--- QUOTED PASSAGE ---

=== Section Start ===

The picture is murkier for middle and high schools because vaccinated students who aren’t showing symptoms will be allowed to continue learning in person, while unvaccinated students who are exposed will be required to learn from home for seven to 10 days. 

City officials did not say whether middle and high school students should expect to continue working with their regular teachers while they’re quarantined, nor did they explain what type of instruction they might receive, such as live lessons or assignments to be completed on their own time.

It’s also unclear whether teachers could be expected to livestream their classrooms and teach students in front of them and at home simultaneously, a solution some other school districts have pursued, but which New York City union leaders successfully resisted last school year. In Broward County, Florida, the nation’s sixth-largest school district, a virtual homework hotline has been expanded to provide support to quarantined students during the school day. Chicago will require teachers to livestream a portion of their lessons. But in other school districts, students have been sent home with paper worksheets and little other support. 

The benefit of livestreaming is its simplicity and that it could save schools from complex staffing arrangements to oversee remote learning when students are at home. But several New York City teachers said such a setup would be difficult to pull off without disadvantaging the students who are learning from home or without better cameras and microphones in their classrooms, a problem teachers have experienced across the country.

Nathan Floro, who teaches English as a new language at Brooklyn’s New Utrecht High School, said such a setup would likely shortchange at least one group of students and make it difficult to attempt more interactive lessons for the students who are in person.

“You’re kinda baby-sitting a computer monitor instead of engaging kids who are in person and making sure they’re on task, so you end up getting the worst of both worlds,” Floro said. 

Even though every educator taught remotely last year for at least part of the time, quickly launching quality remote lessons could be a challenge, especially as teachers will likely keep teaching students in person every day even if their classroom must quarantine (all teachers must be vaccinated).

=== Section End ===

--- ACTIVITY A ---
In the passage on New York City school quarantines, how long must unvaccinated middle and high school students who are exposed learn from home?
--- ACTIVITY B ---
Carry on the passage on New York City school quarantines, starting after its last sentence.

--- SOURCE INFORMATION ---
=== Section Start ===

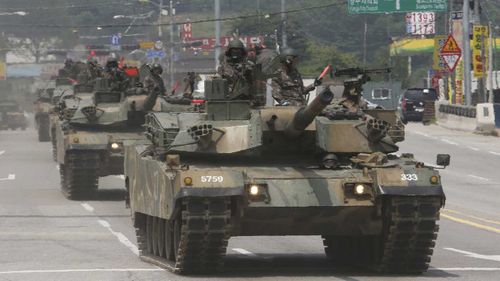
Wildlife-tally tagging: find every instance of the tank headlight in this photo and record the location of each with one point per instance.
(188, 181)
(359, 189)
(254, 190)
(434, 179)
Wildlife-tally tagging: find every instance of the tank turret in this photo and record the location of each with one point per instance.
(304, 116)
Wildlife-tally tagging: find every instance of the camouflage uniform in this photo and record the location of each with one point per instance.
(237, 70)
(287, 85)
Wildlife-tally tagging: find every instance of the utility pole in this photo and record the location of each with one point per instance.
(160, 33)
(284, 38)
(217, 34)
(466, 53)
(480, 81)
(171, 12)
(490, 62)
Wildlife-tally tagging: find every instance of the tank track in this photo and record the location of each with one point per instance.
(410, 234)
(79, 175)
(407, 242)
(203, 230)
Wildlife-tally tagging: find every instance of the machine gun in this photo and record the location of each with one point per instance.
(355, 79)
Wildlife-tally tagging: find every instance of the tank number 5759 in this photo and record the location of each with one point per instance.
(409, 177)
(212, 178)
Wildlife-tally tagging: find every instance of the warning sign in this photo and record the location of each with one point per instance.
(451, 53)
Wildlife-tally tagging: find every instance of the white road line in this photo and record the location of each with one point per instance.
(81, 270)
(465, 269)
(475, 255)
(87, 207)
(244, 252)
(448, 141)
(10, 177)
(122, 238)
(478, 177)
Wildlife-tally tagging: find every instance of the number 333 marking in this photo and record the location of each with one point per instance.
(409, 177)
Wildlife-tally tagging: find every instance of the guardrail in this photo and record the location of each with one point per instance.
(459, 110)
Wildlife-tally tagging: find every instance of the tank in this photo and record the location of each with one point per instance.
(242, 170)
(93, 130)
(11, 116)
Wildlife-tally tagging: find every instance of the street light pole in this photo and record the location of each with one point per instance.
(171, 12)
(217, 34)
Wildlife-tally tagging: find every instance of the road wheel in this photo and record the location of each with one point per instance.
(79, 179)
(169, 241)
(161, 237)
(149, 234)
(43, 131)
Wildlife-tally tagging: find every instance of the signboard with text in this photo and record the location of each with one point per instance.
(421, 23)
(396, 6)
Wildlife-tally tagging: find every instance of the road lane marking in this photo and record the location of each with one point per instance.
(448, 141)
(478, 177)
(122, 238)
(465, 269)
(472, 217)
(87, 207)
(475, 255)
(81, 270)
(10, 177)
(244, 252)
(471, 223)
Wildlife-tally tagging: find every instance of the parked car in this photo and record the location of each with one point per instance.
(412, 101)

=== Section End ===

--- WRITTEN ANSWER A ---
Seven to 10 days.

--- WRITTEN ANSWER B ---
Last year, most teachers continuously planned remote lessons because the majority of students were fully remote, and many others only came to school buildings on staggered schedules, learning from home the rest of the time. This year, the amount of remote teaching that will be expected is less predictable.

Loeb, the middle school math teacher, said it’s important for schools to plan for the possibility of remote learning in advance, even as city officials emphasize that in-person learning will be the norm. Communicating with students and families how to log on and manage digital assignments is essential so a sudden quarantine doesn’t leave them scrambling to navigate login information and the specifics of how various digital platforms work.

“We need to explicitly prepare our kids for that,” he said.

Julie Zuckerman, principal of Manhattan’s Castle Bridge School, said she might take the opposite approach: leaning on paper packets instead of trying to spin up digital classrooms without knowing in advance which students may have to quarantine and with little time to prepare before the school year starts. She would even consider having outdoor classes in a nearby playground, weather permitting and with everyone masked, for students who are supposed to be quarantining, so long as their parents were OK with it. 

Quarantines can happen unexpectedly, and in that case, many logistics would have to be worked out at Castle Bridge. That includes redistributing devices they’ve collected from every child and tweaking what the children were learning in school into online lessons that they can post on Google Classroom. 

“We cannot pivot to give the kids the Mercedes experience of teaching and learning while they’re quarantining for which we have had no time to prepare,” Zuckerman said. “So I think that’s the thing — that we have to change the expectation.”